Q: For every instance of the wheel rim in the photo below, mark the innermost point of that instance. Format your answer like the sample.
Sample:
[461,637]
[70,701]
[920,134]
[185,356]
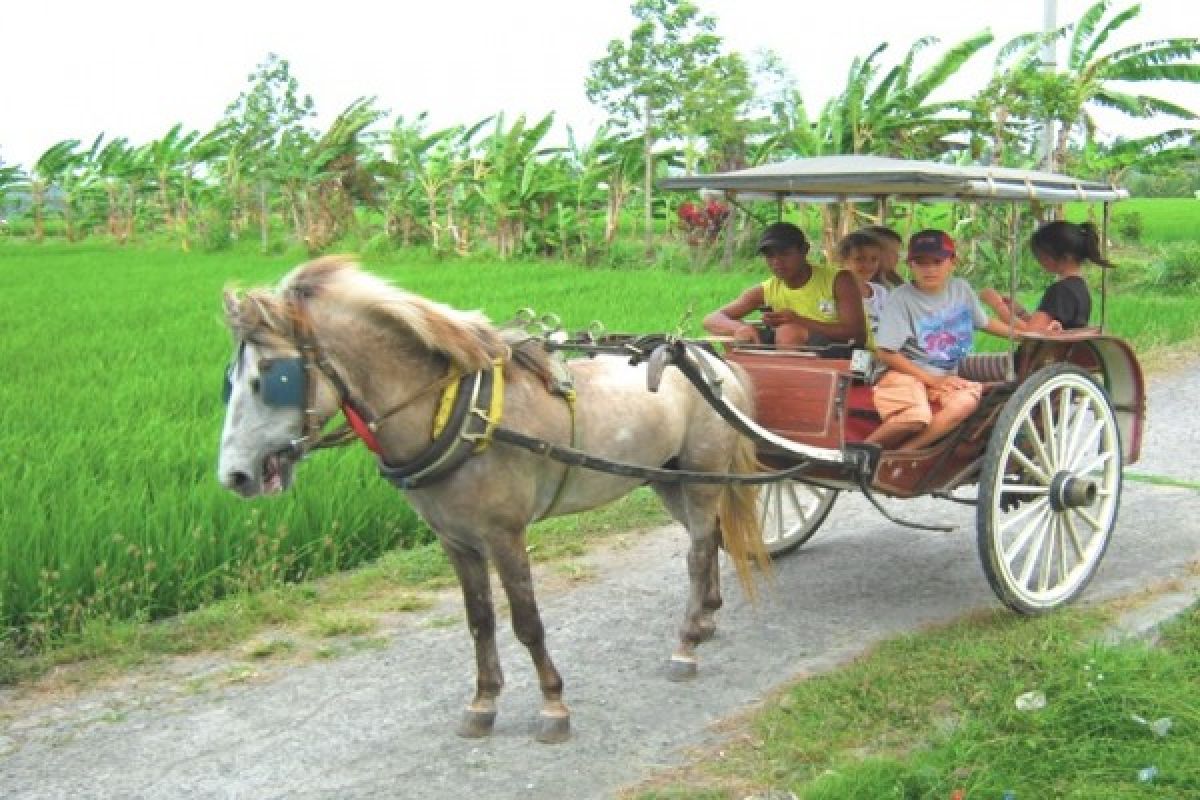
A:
[1055,501]
[790,512]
—————
■ Exercise goal: The records above are to be transcribed word for word. Skip the images.

■ Task solution:
Q: For every instance of the wheel rim in the photo below, mark the innermost point of that instance. Format your answer like the sample.
Sample:
[461,637]
[70,701]
[920,134]
[185,356]
A:
[1055,501]
[790,512]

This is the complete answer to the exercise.